| Document passage |
Start of Block

Dietary Fiber means “Nutrients in the diet that is not digested by gastrointestinal enzymes.” It is the indigestible part of plant foods that pushes through our digestive system, absorbing water along the way and easing bowel movements. Fiber is made up of non-starch polysaccharides, such as cellulose, dextrins, inulin, lignin, chitins, pectins, beta-glucans, waxes and oligosaccharides. The word Fiber is misleading, because many types of dietary fibers are not Fibers at all.
Types of Fiber
There are two broad types of fiber,
- Soluble Fibers. Soluble dissolves in water, Soluble Fiber changes as it goes through the digestive tract, where it is fermented by bacteria. Soluble Fiber absorbs water, as it does so becomes gelatinous.
- Insoluble Fibers. Insoluble does not dissolves in water. Insoluble Fiber goes through the digestive tract without changing its forms.
No fiber can be digested; both types of fiber are present in all plant foods, but rarely in equal proportions.
Benefits of Insoluble Fiber
Insoluble Fibers have many functions, including moving bulk through the digestive tract, and controlling pH (acidity) levelsin the intestines.
- Promotes regular bowel movements and prevents constipation
- Speeds up the elimination of toxic waste through the Colon
- By keeping an optimal pH in the intestines, Insoluble Fiber helps prevent microbes from producing substances which can lead to Colorectal Cancer
Sources of Insoluble Fiber
- Vegetables – especially dark green leafy ones
- Root vegetable skins
- Fruit skins
- Whole wheat products, wheat bran
- Corn bran
- Nuts and seeds
Benefits of Soluble Fiber
Soluble Fiber binds with fatty acids, slows down the time it takes to empty the stomach, and slows down the rate of sugar absorption by the body.
- It reduces Cholesterol, especially levels of LDL (Bad Cholesterol)
- It regulates sugar intake, this is especially useful for people with Diabetes and Metabolic Syndrome
Sources of Soluble Fiber
- Kidney beans
- Pinto beans
- Brussels sprouts
- Fruits (raw)

End of Block

| Task list |
- a) In the dietary fiber passage, switch "digestive tract" to "gastrointestinal tract" and give back the part between "Benefits of Insoluble" and "levelsin the intestines.", inclusive.
- b) Resume the dietary fiber passage after its last line.

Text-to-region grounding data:
Start of Block

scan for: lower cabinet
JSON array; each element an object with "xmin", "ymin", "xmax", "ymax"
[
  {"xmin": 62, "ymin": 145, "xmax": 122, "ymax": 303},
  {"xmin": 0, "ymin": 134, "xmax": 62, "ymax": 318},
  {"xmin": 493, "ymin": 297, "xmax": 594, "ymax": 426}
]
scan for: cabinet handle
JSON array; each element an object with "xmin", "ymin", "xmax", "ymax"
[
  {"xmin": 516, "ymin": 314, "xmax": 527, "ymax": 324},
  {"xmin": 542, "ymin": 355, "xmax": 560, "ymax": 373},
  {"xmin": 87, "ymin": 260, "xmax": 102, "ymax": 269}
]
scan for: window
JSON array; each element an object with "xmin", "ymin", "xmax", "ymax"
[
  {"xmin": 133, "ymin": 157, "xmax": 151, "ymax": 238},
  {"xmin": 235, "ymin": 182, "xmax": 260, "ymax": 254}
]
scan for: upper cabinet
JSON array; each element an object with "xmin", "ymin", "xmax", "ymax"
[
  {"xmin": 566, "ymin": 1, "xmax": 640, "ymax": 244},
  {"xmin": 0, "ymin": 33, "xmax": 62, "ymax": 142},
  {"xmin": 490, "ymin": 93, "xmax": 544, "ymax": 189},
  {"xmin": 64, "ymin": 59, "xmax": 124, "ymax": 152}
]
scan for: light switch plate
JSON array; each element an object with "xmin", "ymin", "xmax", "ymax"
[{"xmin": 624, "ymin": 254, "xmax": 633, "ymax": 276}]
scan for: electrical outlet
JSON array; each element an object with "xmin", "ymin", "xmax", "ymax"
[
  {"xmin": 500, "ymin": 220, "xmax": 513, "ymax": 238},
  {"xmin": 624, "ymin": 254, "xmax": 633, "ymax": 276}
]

End of Block

| Results in order |
- a)
Benefits of Insoluble Fiber
Insoluble Fibers have many functions, including moving bulk through the gastrointestinal tract, and controlling pH (acidity) levelsin the intestines.

- b)
- Grains Oatmeal
- Whole-wheat bread
Insoluble vs. Soluble Fiber should be 75% to 25%, or 3 parts insoluble to every 1 part soluble. As most High-Fiber Containing Foods usually have both types, it should not be necessary to be too careful about dividing them up. Oat, oat brans, psyllium husk and flax seed are rich in both types of Fibers. In other words, your focus should be on Fiber intake in general, rather than what Type Of Fiber.
Excess of Fiber
Switch from a Low Fiber Diet to a High Fiber Diet can create some abdominal pain and increased flatulence. Also, Very High Fiber Diets (more than 40g daily) are linked with decreased absorption of some important minerals, such as iron, zinc and calcium. This occurs when fiber binds these minerals and forms insoluble salts, which are then excreted. This could increase the risk of developing deficiencies of these minerals in susceptible individuals. Adults should aim for a diet that contains 25-30g of fiber per day and should introduce fiber into the diet gradually to avoid any negative outcomes.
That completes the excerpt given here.